What the exercise asks: Below are the records; copy out every line that holds the word "area".

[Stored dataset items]
* * * *

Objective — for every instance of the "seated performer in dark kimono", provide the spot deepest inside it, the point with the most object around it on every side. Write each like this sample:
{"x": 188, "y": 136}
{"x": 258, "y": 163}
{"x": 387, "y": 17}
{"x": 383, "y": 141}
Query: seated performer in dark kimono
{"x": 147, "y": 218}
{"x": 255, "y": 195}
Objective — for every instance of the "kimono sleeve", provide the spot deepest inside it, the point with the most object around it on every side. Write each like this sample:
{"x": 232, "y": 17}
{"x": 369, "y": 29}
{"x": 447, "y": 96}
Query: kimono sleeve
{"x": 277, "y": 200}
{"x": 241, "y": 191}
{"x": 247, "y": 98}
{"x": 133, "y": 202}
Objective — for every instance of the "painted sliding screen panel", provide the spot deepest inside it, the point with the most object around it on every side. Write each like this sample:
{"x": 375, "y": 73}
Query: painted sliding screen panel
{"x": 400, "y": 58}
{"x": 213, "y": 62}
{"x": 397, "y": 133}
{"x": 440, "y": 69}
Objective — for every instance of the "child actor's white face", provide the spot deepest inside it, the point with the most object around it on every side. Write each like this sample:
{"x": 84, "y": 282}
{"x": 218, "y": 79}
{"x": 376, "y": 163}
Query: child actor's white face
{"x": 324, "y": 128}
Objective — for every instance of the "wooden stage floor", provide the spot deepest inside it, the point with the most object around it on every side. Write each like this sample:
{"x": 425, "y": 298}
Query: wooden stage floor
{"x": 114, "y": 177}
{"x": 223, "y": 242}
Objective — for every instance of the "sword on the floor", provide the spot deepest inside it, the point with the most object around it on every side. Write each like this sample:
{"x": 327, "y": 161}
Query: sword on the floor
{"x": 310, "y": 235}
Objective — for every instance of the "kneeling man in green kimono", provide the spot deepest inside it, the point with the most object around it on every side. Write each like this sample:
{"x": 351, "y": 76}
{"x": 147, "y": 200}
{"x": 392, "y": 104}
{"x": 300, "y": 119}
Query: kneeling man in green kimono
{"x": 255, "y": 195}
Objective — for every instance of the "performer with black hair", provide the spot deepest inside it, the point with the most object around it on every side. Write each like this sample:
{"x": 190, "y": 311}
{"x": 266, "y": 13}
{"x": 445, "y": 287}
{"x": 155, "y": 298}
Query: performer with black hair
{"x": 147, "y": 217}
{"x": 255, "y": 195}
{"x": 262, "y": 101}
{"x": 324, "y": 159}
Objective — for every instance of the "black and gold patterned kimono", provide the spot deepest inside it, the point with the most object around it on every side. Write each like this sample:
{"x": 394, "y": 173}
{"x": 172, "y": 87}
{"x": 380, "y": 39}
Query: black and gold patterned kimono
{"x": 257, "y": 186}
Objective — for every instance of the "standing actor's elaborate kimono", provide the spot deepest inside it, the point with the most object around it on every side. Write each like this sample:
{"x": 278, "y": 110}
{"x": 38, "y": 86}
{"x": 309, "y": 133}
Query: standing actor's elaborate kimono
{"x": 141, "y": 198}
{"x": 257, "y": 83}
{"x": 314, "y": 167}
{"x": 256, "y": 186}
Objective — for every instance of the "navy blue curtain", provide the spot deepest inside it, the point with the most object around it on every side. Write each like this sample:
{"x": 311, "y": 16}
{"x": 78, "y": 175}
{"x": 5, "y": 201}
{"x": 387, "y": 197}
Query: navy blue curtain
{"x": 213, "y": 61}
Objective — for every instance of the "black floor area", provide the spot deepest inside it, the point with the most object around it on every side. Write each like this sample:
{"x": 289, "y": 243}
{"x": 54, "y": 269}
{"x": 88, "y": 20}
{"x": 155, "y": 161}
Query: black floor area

* * * *

Solution to the problem:
Objective — for every instance of the "black floor area", provide the spot deepest inside it, the point with the most object around it on every side. Write each like this sample:
Query: black floor area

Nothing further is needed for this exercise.